» **Task requirements**: In the records below, find the line containing "of the dense"; copy exactly that line and all lines after it to the end, and nothing else.

═════ Record set

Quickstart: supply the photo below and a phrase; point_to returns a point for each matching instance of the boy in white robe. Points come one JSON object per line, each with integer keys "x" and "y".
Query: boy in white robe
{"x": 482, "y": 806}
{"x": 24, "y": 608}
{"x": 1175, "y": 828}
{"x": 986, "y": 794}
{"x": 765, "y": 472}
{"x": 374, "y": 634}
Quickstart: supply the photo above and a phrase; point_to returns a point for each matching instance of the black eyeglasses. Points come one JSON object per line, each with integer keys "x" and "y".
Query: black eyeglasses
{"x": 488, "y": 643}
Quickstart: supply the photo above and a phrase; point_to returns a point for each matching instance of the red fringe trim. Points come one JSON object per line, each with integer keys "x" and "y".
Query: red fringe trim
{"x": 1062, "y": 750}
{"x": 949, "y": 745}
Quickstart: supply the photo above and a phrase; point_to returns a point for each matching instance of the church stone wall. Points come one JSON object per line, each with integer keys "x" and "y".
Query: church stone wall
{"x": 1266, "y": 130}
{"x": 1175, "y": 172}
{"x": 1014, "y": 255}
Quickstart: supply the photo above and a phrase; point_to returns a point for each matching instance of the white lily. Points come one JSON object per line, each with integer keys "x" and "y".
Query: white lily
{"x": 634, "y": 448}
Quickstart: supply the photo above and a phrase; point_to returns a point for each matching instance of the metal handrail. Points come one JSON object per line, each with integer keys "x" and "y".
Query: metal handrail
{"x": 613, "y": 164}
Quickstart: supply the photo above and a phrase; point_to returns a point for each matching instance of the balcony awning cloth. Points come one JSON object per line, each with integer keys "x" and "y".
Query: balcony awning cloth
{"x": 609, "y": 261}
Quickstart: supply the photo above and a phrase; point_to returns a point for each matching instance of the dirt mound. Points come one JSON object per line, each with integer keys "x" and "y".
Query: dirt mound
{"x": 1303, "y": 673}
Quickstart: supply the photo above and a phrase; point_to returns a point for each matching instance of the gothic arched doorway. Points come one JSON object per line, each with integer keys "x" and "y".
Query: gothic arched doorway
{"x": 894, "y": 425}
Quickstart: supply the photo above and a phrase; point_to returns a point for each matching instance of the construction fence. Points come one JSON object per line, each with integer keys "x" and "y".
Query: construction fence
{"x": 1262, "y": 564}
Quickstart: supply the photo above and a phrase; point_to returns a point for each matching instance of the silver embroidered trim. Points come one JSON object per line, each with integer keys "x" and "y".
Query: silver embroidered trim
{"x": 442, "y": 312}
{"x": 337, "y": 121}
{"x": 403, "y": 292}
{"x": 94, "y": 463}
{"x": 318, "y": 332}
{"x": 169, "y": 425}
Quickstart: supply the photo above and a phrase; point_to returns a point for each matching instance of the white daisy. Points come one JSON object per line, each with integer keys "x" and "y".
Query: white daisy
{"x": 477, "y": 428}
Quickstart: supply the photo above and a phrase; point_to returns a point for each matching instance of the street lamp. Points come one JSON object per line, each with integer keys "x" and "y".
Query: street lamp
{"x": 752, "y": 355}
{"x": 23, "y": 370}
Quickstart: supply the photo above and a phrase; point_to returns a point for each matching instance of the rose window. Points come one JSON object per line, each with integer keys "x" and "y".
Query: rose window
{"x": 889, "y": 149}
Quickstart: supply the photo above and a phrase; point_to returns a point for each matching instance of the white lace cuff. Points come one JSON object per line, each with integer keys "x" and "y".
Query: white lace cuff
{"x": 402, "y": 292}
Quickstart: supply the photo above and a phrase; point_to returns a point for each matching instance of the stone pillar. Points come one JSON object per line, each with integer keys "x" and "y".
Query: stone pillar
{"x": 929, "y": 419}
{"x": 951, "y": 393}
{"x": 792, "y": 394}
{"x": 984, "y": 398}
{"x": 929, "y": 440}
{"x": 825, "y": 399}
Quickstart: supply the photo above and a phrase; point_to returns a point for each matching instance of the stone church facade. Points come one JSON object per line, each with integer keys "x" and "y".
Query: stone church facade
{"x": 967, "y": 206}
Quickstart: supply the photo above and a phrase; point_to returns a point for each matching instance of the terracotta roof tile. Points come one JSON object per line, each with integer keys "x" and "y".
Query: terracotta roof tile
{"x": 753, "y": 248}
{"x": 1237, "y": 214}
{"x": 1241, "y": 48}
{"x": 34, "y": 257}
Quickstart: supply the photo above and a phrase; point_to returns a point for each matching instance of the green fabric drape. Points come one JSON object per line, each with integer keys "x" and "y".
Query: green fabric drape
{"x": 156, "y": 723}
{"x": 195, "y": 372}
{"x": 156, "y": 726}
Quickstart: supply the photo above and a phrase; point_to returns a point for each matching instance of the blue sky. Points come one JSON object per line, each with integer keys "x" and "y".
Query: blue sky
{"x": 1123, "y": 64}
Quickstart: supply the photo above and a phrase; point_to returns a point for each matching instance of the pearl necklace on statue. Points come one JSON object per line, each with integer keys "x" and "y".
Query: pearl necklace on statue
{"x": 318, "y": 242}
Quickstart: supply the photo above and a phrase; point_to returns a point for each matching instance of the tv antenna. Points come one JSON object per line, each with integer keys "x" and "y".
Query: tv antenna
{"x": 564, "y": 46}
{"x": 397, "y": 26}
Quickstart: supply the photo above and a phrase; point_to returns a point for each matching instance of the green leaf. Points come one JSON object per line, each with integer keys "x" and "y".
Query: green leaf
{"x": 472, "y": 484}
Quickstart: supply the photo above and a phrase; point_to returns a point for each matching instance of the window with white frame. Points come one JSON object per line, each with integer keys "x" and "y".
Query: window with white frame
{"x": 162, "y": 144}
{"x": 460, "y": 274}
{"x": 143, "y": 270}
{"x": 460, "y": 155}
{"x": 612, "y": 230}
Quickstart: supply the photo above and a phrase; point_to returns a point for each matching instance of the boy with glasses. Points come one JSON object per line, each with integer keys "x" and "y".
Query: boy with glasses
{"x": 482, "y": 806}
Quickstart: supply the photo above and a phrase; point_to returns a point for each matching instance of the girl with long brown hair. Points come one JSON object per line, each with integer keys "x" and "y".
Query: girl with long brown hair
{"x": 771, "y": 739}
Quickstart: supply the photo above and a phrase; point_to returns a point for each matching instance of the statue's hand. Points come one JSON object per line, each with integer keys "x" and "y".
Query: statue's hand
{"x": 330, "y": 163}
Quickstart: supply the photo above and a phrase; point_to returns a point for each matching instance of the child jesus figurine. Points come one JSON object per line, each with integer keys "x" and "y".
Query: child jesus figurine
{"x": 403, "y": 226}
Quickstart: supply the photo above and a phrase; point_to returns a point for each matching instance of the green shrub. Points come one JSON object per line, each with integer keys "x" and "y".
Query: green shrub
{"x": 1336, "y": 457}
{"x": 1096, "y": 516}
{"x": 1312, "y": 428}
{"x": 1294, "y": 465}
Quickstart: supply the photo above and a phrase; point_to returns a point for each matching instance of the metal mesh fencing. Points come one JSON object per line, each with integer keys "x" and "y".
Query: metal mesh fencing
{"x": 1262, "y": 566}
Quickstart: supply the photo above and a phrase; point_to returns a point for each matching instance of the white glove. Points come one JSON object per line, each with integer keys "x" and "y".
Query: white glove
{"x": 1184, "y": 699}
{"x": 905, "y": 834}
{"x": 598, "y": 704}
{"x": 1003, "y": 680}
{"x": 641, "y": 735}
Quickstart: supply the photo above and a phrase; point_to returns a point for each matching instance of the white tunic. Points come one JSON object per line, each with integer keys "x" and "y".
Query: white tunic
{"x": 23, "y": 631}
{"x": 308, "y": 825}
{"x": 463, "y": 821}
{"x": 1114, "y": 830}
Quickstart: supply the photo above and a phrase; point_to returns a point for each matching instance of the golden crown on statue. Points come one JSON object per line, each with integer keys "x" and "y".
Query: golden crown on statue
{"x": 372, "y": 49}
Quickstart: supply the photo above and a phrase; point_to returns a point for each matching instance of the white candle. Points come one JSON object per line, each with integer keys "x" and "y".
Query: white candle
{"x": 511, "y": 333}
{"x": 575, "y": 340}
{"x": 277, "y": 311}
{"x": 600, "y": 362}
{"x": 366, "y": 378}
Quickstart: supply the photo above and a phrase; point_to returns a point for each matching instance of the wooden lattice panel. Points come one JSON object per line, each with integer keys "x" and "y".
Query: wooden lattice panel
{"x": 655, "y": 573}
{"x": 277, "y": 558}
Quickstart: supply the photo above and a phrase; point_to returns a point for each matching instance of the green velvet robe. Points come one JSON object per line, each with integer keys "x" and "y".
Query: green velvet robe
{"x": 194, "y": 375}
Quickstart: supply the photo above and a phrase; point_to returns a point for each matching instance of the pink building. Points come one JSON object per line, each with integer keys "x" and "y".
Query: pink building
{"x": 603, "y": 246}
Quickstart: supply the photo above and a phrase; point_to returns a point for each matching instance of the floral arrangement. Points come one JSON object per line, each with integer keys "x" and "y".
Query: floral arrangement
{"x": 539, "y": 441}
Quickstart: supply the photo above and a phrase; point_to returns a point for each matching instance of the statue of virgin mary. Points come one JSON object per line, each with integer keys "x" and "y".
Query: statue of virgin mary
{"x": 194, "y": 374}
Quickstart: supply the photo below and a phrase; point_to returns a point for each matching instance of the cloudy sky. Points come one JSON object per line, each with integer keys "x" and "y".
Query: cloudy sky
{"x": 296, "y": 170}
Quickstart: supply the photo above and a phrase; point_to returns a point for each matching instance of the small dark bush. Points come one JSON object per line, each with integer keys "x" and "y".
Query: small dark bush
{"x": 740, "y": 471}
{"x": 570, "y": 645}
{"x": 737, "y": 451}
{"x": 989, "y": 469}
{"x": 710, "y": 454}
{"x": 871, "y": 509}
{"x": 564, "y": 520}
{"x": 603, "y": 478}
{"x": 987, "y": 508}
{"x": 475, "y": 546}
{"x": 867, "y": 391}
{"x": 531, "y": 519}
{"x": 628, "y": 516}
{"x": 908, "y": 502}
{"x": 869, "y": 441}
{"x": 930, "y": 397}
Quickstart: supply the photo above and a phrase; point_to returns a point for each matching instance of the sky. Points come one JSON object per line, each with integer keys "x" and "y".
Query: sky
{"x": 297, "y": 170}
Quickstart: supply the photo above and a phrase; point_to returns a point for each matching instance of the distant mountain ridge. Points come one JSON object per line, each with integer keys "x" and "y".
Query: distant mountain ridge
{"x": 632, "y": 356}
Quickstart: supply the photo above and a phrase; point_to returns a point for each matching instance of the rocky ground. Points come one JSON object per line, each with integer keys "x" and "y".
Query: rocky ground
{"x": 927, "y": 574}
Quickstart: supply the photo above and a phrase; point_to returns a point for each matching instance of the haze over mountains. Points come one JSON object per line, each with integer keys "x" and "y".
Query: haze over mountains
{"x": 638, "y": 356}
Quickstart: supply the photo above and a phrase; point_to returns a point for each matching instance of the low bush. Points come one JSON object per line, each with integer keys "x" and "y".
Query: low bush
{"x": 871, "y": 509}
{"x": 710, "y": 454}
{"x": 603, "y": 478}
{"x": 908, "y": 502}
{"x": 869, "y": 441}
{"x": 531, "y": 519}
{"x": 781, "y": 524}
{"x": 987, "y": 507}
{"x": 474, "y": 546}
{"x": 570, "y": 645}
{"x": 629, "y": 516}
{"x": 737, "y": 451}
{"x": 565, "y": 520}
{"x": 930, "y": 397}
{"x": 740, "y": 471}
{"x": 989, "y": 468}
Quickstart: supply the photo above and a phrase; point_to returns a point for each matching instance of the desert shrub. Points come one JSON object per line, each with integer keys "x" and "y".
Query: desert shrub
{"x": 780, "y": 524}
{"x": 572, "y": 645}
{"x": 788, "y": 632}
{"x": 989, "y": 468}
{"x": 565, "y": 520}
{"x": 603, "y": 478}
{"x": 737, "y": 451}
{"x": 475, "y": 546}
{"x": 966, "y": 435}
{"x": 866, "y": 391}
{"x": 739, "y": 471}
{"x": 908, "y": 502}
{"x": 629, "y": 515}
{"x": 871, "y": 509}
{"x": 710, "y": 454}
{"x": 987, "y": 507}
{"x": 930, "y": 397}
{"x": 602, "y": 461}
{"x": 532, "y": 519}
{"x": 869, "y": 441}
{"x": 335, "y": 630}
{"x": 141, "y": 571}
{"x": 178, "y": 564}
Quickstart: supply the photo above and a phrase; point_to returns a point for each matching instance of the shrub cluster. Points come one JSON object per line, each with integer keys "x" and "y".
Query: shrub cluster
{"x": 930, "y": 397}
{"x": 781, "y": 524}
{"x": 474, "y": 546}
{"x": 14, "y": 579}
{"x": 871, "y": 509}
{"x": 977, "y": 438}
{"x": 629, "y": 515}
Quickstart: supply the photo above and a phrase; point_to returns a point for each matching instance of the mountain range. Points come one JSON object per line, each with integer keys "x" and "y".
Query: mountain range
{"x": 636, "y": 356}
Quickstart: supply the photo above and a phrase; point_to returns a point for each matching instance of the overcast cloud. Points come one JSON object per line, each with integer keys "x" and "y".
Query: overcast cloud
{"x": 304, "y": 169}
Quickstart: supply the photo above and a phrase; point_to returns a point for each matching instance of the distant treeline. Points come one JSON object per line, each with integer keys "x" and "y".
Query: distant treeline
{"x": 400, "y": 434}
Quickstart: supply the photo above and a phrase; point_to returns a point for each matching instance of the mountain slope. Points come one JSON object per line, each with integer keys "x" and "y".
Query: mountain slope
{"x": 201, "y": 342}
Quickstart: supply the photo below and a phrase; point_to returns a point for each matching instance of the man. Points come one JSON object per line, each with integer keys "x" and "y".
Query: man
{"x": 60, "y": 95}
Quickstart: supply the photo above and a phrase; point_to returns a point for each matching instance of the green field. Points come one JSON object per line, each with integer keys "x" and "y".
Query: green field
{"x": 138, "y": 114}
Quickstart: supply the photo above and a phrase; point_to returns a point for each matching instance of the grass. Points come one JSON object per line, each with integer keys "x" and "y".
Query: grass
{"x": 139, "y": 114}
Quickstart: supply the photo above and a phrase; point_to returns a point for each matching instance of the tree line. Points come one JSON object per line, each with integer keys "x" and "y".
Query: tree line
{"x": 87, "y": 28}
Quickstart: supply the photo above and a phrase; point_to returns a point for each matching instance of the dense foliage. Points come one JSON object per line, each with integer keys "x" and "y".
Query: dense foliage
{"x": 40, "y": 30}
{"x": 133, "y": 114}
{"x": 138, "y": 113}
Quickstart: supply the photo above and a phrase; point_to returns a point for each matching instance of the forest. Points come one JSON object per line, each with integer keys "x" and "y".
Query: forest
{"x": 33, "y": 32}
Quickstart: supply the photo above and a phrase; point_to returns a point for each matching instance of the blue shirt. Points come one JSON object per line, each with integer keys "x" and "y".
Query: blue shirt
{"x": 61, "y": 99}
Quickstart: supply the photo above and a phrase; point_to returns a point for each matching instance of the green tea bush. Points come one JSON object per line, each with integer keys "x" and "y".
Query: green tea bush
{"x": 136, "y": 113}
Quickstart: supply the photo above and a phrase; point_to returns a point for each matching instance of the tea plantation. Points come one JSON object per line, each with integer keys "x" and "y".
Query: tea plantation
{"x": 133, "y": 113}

══════════

» **Finished exercise**:
Quickstart: supply the photo above and a phrase; point_to returns a point for each matching instance of the dense foliage. Points come one JSON object per line, each with integer keys "x" and "y".
Query: dense foliage
{"x": 40, "y": 30}
{"x": 133, "y": 114}
{"x": 138, "y": 113}
Quickstart: supply the photo above and a phrase; point_to returns a point for each matching instance of the forest. Points come one JSON object per line, each with integer keys "x" and "y".
Query: forest
{"x": 33, "y": 32}
Quickstart: supply the photo above and a phrase; point_to returns a point for each matching instance of the blue shirt. Points come one JSON object per line, each with integer keys "x" and "y".
Query: blue shirt
{"x": 61, "y": 99}
Quickstart: supply the photo above and a phrase; point_to returns a point for each matching instance of the green tea bush. Points come one JSON object per line, each with integer keys "x" and "y".
Query: green tea bush
{"x": 136, "y": 113}
Quickstart: supply the photo above and a phrase; point_to returns a point for each matching instance of the tea plantation. Points come one JSON object per line, each with integer keys "x" and "y".
Query: tea plantation
{"x": 133, "y": 113}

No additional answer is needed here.